Top of Source document

The bacterium Neisseria meningitides (meningococcus) can cause acute meningitis/septicaemia infection. Of the 13 capsular serotypes of this bacterium that have been identified, six of these (A, B, C, W135, X, and Y) account for most disease cases worldwide. Group B is the most predominant cause of infection currently in the UK. Other serogroups including A and the less common W135 strain can cause serious epidemics which occur predominantly in the African region described as the meningitis belt from Senegal in the west across to Ethiopia in the east. These serotypes have also been responsible for outbreaks in Saudi Arabia. Meningitis infection can occur at any age and children under 5 years and teenagers are most frequently affected. Bacterial transmission occurs by sneezing, coughing or direct contact with respiratory secretions. It is estimated that the bacteria are found in the nasal passages of healthy individuals with around 25% of adolescents and 5-11% of adults carrying the bacteria.
Recommendations for Travellers
Respiratory infections are often difficult to prevent but following basic personal hygiene etiquette when coughing and sneezing can help. Avoiding overcrowded areas such as busy markets and local transport may also reduce risk of exposure but may not always be practical.
Vaccination to protect travellers against multiple meningococcal strains: A, C, W-135 and Y is available. Nimenrix manufactured by GSK is the vaccine product currently available in the clinic. This is different to both the C strain vaccine included in the UK childhood vaccination programme which only protect against type C and the newly introduced B strain vaccine. Individuals should consider being vaccinated with Nimenrix vaccine if they are travelling to a country where meningococcal meningitis is present and where their stay may be prolonged or they are involved in activities which may increase the risk of exposure to the disease, for example, working and living closely with the local population. Specific vaccination requirements for travellers attending Hajj and/or Umrah pilgrimage are published by the Saudi Ministry of Health and certificates of vaccination are a visa requirement for these travellers. As with all vaccines the clinical staff will advise during the travel consultation on all aspects of the procedure including vaccine dose schedule, contraindications to vaccination, any possible interactions with other vaccines or medications, the range of possible adverse effects from the specific vaccine and any queries. Written product information to retain for reference is also provided.

Bottom of Source document
Top of Data section

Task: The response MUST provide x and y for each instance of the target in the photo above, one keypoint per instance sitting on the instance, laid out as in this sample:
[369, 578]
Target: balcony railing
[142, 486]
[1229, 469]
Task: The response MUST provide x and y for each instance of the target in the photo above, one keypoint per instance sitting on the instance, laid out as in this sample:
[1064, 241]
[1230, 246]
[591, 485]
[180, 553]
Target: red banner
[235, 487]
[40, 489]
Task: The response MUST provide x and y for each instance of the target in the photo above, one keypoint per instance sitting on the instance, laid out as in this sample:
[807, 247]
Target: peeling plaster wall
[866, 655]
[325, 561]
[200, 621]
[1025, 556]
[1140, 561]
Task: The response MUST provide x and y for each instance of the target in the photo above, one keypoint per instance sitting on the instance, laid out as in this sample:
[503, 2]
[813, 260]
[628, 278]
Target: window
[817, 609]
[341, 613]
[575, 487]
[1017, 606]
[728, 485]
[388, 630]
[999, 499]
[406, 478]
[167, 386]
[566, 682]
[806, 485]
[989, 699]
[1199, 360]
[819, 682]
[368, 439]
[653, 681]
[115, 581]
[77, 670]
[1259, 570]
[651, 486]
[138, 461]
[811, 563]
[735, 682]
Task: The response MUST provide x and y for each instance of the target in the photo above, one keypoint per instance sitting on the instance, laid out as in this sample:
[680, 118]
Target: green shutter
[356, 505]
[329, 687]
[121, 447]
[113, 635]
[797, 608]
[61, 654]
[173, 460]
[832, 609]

Bottom of Data section

> [What is required]
Repeat everything in the meningitis text from "Recommendations for Travellers" down to "always be practical.".

> [Response area]
Recommendations for Travellers
Respiratory infections are often difficult to prevent but following basic personal hygiene etiquette when coughing and sneezing can help. Avoiding overcrowded areas such as busy markets and local transport may also reduce risk of exposure but may not always be practical.